| Problem |
Output all records precisely as written.
───── Source records
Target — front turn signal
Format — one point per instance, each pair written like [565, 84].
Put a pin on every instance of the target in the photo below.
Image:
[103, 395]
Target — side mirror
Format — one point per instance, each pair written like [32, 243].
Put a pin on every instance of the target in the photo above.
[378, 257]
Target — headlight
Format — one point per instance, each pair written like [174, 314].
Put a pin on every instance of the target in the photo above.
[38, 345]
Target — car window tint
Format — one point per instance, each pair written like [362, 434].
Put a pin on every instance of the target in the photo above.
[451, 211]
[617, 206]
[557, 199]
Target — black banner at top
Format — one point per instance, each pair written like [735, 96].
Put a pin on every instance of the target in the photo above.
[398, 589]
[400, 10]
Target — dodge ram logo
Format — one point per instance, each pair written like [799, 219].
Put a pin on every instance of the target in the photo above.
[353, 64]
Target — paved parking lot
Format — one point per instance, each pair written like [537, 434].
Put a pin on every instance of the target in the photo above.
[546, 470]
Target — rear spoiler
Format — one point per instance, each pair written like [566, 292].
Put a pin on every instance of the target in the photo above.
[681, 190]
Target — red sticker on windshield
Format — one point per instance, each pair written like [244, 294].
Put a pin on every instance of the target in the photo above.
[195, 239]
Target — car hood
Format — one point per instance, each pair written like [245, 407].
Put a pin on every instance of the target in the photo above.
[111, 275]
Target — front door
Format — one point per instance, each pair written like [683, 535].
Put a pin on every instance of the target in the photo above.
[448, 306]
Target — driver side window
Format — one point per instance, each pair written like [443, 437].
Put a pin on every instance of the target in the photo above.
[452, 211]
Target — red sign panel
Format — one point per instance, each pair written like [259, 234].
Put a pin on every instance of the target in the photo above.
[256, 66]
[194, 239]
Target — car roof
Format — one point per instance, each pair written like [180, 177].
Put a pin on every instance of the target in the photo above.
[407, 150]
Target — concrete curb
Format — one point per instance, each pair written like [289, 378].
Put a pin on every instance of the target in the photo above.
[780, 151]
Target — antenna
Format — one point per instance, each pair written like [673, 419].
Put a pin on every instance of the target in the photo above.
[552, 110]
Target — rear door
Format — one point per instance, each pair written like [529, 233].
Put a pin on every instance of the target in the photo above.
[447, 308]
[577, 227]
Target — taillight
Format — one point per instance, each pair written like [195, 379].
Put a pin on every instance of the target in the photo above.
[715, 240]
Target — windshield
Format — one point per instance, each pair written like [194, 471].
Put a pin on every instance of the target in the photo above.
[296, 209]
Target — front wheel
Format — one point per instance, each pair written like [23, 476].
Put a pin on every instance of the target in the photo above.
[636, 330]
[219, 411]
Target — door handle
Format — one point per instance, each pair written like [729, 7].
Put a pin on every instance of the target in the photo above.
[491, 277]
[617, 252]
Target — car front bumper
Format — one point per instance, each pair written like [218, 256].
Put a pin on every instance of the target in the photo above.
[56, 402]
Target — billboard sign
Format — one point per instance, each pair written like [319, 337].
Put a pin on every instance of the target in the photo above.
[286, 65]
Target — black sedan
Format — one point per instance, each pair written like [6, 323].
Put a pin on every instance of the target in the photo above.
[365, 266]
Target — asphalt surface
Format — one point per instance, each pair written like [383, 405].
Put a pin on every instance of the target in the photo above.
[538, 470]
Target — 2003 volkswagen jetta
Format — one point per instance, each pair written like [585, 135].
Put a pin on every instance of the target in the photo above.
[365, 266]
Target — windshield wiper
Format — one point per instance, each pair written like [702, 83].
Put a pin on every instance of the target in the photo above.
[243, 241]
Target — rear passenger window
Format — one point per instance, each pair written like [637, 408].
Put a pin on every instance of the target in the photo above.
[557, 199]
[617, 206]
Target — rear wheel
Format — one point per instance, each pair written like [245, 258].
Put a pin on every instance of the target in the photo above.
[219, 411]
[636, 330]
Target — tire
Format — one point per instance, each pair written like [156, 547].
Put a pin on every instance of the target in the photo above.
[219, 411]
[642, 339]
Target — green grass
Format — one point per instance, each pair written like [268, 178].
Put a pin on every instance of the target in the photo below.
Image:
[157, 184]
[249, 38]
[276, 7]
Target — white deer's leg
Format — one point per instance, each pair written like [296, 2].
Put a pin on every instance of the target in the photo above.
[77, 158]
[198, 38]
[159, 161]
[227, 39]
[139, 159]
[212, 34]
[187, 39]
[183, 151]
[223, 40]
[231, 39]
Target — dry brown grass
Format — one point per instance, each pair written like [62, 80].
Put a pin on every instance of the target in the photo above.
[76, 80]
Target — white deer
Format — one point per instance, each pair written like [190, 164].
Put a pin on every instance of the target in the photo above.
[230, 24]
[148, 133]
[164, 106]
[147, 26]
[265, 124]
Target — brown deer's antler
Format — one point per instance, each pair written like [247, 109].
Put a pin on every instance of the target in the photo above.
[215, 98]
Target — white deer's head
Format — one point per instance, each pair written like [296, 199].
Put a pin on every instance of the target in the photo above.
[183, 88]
──────────
| Answer for the task |
Target — front turn signal
Format — one point per instance, each pair written like [565, 84].
Put a pin on every instance of the target in the photo below.
Image:
[103, 395]
Target — side mirror
Format — one point per instance, each pair written like [32, 243].
Put a pin on every instance of the target in the photo above.
[378, 257]
Target — headlight
Format — one point per instance, each pair written like [174, 314].
Put a pin on every instance of the target in the photo above.
[38, 345]
Target — car window tint
Format — one point per instance, each pair written like [362, 434].
Put a pin on every instance of the target in the photo above.
[451, 211]
[617, 206]
[557, 199]
Target — black banner at top
Format — one point per instance, each pair written like [735, 96].
Put a pin on every instance of the target in the photo above.
[398, 589]
[400, 10]
Target — dodge ram logo
Format — one point per instance, each pair written like [799, 219].
Put a pin on every instance of the target in the photo above.
[353, 64]
Target — paved parking lot
Format — one point per instance, each pair written like [537, 434].
Put a pin on every instance of the target in the photo above.
[546, 470]
Target — rear spoiler
Format — one point per instance, each pair written like [566, 292].
Put a pin on every instance of the target in the photo above.
[681, 190]
Target — red sticker on windshield
Format — one point per instance, each pair written like [244, 294].
Put a pin on every instance of the target in the photo above.
[195, 239]
Target — car hood
Format — one point per instance, each pair written like [245, 407].
Put a pin on every instance of the target in the photo above.
[111, 275]
Target — front door
Format — one point per instance, each pair written like [683, 535].
Put a pin on every instance of the target in the photo above.
[448, 306]
Target — driver side window
Format — one point per instance, each pair written like [443, 437].
Put a pin on every instance of the target in the photo above.
[452, 211]
Target — red sign panel
Format — one point per instance, each pair written like [259, 234].
Put a pin on every instance of the target in the photo above.
[256, 66]
[194, 239]
Target — car roof
Format — one point per instance, each pair written like [180, 177].
Put a pin on every instance of the target in the photo above.
[407, 150]
Target — concrete curb
Format — one point per instance, each pair written like [289, 378].
Put a pin on every instance of the target in the photo above.
[780, 151]
Target — antenna
Format — one point per instance, each pair written like [673, 419].
Put a pin on every instance of the target in the photo above.
[552, 110]
Target — rear door
Format — one point per instance, each pair written like [529, 233].
Put a pin on every instance of the target in the photo above.
[447, 308]
[577, 227]
Target — taillight
Format — one point per instance, each pair written like [195, 379].
Put a pin on every instance of the target in the photo above.
[715, 240]
Target — windshield
Format — one point per instance, each pair written like [194, 471].
Put a pin on every instance of the target in the photo above.
[296, 209]
Target — front wheel
Format — one point per instance, each pair written like [23, 476].
Put a pin on every instance of the target in the photo above.
[636, 330]
[219, 411]
Target — door handle
Format — one point per instance, each pair written like [729, 7].
Put a pin on every instance of the target in the photo above.
[491, 277]
[617, 252]
Target — car front bumper
Format — one point per instance, each pair written like [218, 256].
Put a pin on every instance of the target in the photo above.
[56, 402]
Target — billboard sign
Format — one point per instance, each pair written like [319, 337].
Put a pin on every instance of the target in the photo above.
[286, 65]
Target — black sedan
Format — one point per instance, each pair written like [6, 323].
Put a pin on every instance of the target in the photo above.
[365, 266]
Target — asphalt surface
Format — one point per instance, each pair written like [383, 405].
Put a pin on every instance of the target in the photo above.
[538, 470]
Target — 2003 volkswagen jetta
Format — one point per instance, each pair written like [585, 135].
Put a pin on every instance of the target in the photo above.
[365, 266]
Target — windshield wiper
Format — one point per instance, each pair written like [702, 83].
Put a pin on every instance of the target in the photo above.
[243, 241]
Target — rear passenger window
Format — one point per instance, each pair written like [637, 408].
Put a pin on every instance of the target in the photo above.
[557, 199]
[617, 206]
Target — rear wheel
Format — one point per instance, each pair written like [245, 258].
Put a pin on every instance of the target in the photo above.
[219, 411]
[636, 330]
Target — tire
Format — one point per instance, each pair written like [156, 547].
Put a pin on every instance of the target in the photo above.
[219, 411]
[642, 339]
Target — green grass
Format — one point per instance, each pair written like [268, 178].
Put a pin on every instance of the target in the photo below.
Image:
[157, 184]
[249, 38]
[276, 7]
Target — white deer's leg
Format — one point per instance, each pair written like [296, 2].
Put a pin on every instance of the target in the photo above.
[77, 158]
[198, 38]
[159, 161]
[227, 39]
[139, 159]
[212, 34]
[187, 39]
[183, 151]
[223, 40]
[231, 39]
Target — dry brown grass
Format — one point per instance, each pair written like [62, 80].
Put a pin on every instance of the target in the photo above.
[76, 80]
Target — white deer
Format — one point per instance, each pair written like [190, 164].
Put a pin on every instance of the target in the photo above.
[230, 24]
[148, 133]
[164, 106]
[147, 26]
[265, 124]
Target — brown deer's antler
Format — one point per instance, each pair written like [247, 109].
Put a pin on every instance of the target in the photo above.
[215, 98]
Target — white deer's head
Format — one point per instance, each pair written like [296, 199].
Put a pin on every instance of the target in the photo above.
[183, 88]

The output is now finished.